THE INPUT:

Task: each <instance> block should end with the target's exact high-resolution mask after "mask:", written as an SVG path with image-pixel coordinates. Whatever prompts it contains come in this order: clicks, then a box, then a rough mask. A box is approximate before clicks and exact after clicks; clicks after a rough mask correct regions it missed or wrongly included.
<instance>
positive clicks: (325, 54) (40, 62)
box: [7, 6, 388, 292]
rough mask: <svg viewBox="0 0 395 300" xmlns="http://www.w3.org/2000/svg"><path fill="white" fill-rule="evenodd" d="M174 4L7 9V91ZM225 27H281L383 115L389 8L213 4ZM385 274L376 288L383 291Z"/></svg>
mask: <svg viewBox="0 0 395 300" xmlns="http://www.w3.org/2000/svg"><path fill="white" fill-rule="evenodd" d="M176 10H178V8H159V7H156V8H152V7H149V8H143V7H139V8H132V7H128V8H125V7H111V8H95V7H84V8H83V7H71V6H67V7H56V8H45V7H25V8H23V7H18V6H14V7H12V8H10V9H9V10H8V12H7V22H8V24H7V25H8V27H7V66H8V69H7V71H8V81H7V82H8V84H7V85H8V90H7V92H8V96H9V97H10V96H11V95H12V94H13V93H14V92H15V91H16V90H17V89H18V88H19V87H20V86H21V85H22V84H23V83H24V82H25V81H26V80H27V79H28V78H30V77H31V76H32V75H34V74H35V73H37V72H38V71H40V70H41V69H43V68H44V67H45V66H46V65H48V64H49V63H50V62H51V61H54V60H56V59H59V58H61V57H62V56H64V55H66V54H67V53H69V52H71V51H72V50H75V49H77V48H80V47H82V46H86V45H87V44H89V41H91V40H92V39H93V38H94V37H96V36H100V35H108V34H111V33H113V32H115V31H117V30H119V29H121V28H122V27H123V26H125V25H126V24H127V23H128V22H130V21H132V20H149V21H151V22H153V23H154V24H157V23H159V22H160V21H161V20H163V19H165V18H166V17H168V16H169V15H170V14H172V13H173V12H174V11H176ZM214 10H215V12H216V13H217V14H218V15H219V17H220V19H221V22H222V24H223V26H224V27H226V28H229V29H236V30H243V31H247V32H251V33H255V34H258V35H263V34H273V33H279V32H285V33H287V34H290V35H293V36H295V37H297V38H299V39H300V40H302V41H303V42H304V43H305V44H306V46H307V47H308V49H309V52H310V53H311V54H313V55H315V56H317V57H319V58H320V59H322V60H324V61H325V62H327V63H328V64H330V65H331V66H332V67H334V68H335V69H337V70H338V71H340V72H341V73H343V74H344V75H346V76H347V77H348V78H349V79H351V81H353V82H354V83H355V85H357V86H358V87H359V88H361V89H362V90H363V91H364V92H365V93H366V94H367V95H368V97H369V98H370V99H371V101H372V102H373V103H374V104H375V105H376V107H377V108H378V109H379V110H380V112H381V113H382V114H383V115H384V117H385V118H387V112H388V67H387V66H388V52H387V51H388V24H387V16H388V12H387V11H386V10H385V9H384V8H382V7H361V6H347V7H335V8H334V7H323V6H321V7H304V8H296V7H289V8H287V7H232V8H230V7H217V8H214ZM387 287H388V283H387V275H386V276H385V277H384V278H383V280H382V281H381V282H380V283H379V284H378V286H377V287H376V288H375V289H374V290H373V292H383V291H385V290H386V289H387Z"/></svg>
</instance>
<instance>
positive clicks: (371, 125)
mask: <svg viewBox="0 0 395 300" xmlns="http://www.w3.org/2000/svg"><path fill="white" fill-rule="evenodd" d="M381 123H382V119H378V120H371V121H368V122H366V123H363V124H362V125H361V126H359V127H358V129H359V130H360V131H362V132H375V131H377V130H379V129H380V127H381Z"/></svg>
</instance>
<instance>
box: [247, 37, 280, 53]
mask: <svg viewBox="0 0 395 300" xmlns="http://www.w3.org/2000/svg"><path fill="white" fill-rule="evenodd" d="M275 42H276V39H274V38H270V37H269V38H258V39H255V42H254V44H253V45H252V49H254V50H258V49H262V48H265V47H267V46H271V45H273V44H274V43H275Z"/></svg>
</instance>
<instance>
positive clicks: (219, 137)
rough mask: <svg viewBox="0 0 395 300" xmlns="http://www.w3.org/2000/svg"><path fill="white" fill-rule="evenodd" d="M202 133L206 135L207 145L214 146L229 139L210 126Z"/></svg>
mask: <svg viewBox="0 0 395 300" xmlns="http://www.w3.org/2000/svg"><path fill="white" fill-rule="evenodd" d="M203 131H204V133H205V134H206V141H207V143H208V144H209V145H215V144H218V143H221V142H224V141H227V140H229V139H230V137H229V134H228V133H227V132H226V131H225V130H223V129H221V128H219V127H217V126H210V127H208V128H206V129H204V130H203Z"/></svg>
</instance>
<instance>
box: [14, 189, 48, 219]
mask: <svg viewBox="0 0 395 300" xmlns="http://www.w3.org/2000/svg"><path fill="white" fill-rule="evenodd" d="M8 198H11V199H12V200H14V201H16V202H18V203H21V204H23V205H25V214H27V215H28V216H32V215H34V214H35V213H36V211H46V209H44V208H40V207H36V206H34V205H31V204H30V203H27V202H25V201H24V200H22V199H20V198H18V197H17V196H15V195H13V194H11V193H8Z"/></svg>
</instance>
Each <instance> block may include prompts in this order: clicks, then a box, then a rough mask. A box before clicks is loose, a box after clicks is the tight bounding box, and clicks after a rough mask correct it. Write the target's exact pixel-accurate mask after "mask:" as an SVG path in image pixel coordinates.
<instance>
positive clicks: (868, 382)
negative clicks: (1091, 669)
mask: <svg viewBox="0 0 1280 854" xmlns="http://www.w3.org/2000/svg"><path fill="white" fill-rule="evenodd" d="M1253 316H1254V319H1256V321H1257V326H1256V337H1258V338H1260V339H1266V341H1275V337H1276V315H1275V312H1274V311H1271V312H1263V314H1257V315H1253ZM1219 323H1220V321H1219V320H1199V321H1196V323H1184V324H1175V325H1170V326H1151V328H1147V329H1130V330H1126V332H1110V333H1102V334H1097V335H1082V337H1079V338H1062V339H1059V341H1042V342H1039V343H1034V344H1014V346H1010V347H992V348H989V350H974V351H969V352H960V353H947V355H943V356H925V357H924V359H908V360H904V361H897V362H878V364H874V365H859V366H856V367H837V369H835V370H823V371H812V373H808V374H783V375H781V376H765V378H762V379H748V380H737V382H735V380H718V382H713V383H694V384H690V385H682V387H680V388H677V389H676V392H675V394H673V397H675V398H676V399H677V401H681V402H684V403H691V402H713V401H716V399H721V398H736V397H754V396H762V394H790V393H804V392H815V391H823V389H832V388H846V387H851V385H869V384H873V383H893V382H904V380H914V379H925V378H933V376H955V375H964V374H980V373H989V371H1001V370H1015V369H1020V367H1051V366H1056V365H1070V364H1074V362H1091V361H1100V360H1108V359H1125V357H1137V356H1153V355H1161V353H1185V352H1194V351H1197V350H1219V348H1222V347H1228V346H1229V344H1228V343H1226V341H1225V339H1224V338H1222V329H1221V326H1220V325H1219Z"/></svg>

WORK INSTRUCTION:
Exactly as they appear above, print all the entries.

EXERCISE SOLUTION:
Task: each <instance> block should end with the target's exact high-resolution mask after "mask:", written as an SVG path with image-pixel coordinates. Whatever prompts it contains come in this order: clicks, then a box, then a rough mask. A box is approximate before clicks and exact after clicks; clicks after a rough mask correct regions it missed or wrongly included.
<instance>
positive clicks: (325, 54) (40, 62)
box: [7, 6, 388, 292]
rough mask: <svg viewBox="0 0 395 300" xmlns="http://www.w3.org/2000/svg"><path fill="white" fill-rule="evenodd" d="M174 4L7 9V91ZM225 27H281L383 115L389 8L213 4ZM385 274L376 288L383 291Z"/></svg>
mask: <svg viewBox="0 0 395 300" xmlns="http://www.w3.org/2000/svg"><path fill="white" fill-rule="evenodd" d="M176 10H178V8H159V7H156V8H152V7H149V8H143V7H139V8H132V7H128V8H125V7H111V8H95V7H84V8H83V7H71V6H67V7H56V8H45V7H25V8H23V7H18V6H14V7H12V8H10V9H9V10H8V12H7V22H8V24H7V25H8V27H7V66H8V69H7V71H8V81H7V82H8V84H7V85H8V90H7V92H8V96H9V97H10V96H11V95H12V94H13V93H14V92H15V91H16V90H17V89H18V88H19V87H20V86H21V85H22V84H23V83H24V82H25V81H26V80H27V79H28V78H30V77H31V76H32V75H34V74H35V73H37V72H38V71H40V70H41V69H43V68H44V67H45V66H46V65H48V64H49V63H50V62H51V61H54V60H56V59H59V58H61V57H62V56H64V55H66V54H67V53H69V52H71V51H72V50H75V49H77V48H80V47H82V46H86V45H87V44H89V41H91V40H92V39H93V38H94V37H96V36H100V35H108V34H111V33H113V32H115V31H117V30H119V29H121V28H122V27H123V26H125V25H126V24H127V23H128V22H130V21H132V20H149V21H151V22H153V23H154V24H157V23H159V22H160V21H161V20H163V19H165V18H166V17H168V16H169V15H170V14H172V13H173V12H174V11H176ZM214 10H215V12H216V13H217V14H218V15H219V17H220V19H221V22H222V24H223V26H224V27H226V28H229V29H236V30H243V31H247V32H251V33H255V34H258V35H263V34H273V33H279V32H285V33H287V34H290V35H293V36H295V37H297V38H299V39H300V40H302V41H303V42H304V43H305V44H306V46H307V47H308V49H309V52H310V53H311V54H313V55H315V56H317V57H319V58H320V59H322V60H324V61H325V62H327V63H328V64H330V65H331V66H332V67H334V68H335V69H337V70H338V71H340V72H341V73H343V74H344V75H346V76H347V77H348V78H349V79H351V81H353V82H354V83H355V85H357V86H358V87H359V88H361V89H362V90H363V91H364V92H365V93H366V94H367V95H368V97H369V98H370V99H371V101H372V102H373V103H374V104H375V105H376V107H377V108H378V109H379V110H380V112H381V113H382V114H383V115H384V117H385V118H387V112H388V67H387V66H388V52H387V51H388V24H387V16H388V12H387V11H386V10H385V9H384V8H382V7H361V6H347V7H335V8H334V7H323V6H321V7H304V8H296V7H289V8H287V7H232V8H230V7H217V8H214ZM387 287H388V283H387V275H386V276H385V277H384V278H383V280H382V281H381V282H380V283H379V284H378V286H377V287H376V288H375V289H374V290H373V292H383V291H385V290H386V289H387Z"/></svg>
</instance>
<instance>
positive clicks: (371, 125)
mask: <svg viewBox="0 0 395 300" xmlns="http://www.w3.org/2000/svg"><path fill="white" fill-rule="evenodd" d="M381 123H382V119H378V120H371V121H368V122H366V123H363V124H362V125H361V126H359V127H358V129H359V130H360V131H362V132H375V131H377V130H379V129H380V127H381Z"/></svg>
</instance>
<instance>
box: [247, 37, 280, 53]
mask: <svg viewBox="0 0 395 300" xmlns="http://www.w3.org/2000/svg"><path fill="white" fill-rule="evenodd" d="M275 42H276V39H274V38H270V37H269V38H258V39H255V42H254V44H253V45H252V49H254V50H258V49H262V48H265V47H267V46H271V45H273V44H274V43H275Z"/></svg>
</instance>
<instance>
positive clicks: (219, 137)
rough mask: <svg viewBox="0 0 395 300" xmlns="http://www.w3.org/2000/svg"><path fill="white" fill-rule="evenodd" d="M202 133L206 135L207 145L214 146L229 139L210 126Z"/></svg>
mask: <svg viewBox="0 0 395 300" xmlns="http://www.w3.org/2000/svg"><path fill="white" fill-rule="evenodd" d="M203 131H204V133H205V134H206V141H207V143H208V144H209V145H215V144H218V143H221V142H224V141H227V140H229V139H230V137H229V134H228V133H227V132H226V131H225V130H223V129H221V128H219V127H217V126H210V127H208V128H206V129H204V130H203Z"/></svg>
</instance>
<instance>
box: [14, 189, 48, 219]
mask: <svg viewBox="0 0 395 300" xmlns="http://www.w3.org/2000/svg"><path fill="white" fill-rule="evenodd" d="M8 198H11V199H12V200H14V201H16V202H18V203H21V204H23V205H25V214H27V215H28V216H32V215H34V214H35V213H36V211H46V209H44V208H40V207H36V206H34V205H31V204H30V203H27V202H25V201H24V200H22V199H20V198H18V197H17V196H15V195H13V194H11V193H8Z"/></svg>
</instance>
Each <instance> block may include prompts in this order: clicks, then a box, then a rough mask. A box before clicks is loose, a box after clicks is the tight bounding box, and clicks after a rough mask correct it. Write the target's exact pixel-accurate mask after "mask:" as an SVG path in image pixel coordinates.
<instance>
positive clicks: (868, 382)
negative clicks: (1091, 669)
mask: <svg viewBox="0 0 1280 854" xmlns="http://www.w3.org/2000/svg"><path fill="white" fill-rule="evenodd" d="M1253 316H1254V319H1256V321H1257V326H1256V337H1258V338H1260V339H1266V341H1275V337H1276V315H1275V312H1274V311H1271V312H1263V314H1257V315H1253ZM1219 323H1220V321H1219V320H1199V321H1196V323H1184V324H1175V325H1170V326H1151V328H1147V329H1130V330H1126V332H1110V333H1102V334H1097V335H1082V337H1079V338H1062V339H1059V341H1042V342H1039V343H1034V344H1014V346H1010V347H992V348H989V350H974V351H969V352H960V353H947V355H943V356H925V357H924V359H908V360H904V361H897V362H878V364H874V365H859V366H856V367H837V369H835V370H823V371H812V373H808V374H783V375H781V376H765V378H762V379H748V380H737V382H735V380H718V382H713V383H694V384H690V385H682V387H680V388H677V389H676V392H675V394H673V397H675V398H676V399H677V401H681V402H684V403H691V402H713V401H716V399H721V398H736V397H754V396H762V394H790V393H804V392H815V391H823V389H832V388H846V387H851V385H869V384H873V383H893V382H904V380H914V379H925V378H933V376H955V375H964V374H980V373H989V371H1001V370H1015V369H1020V367H1051V366H1056V365H1070V364H1074V362H1091V361H1100V360H1108V359H1125V357H1137V356H1153V355H1161V353H1185V352H1194V351H1197V350H1219V348H1222V347H1228V346H1229V344H1228V343H1226V341H1225V339H1224V338H1222V329H1221V326H1220V325H1219Z"/></svg>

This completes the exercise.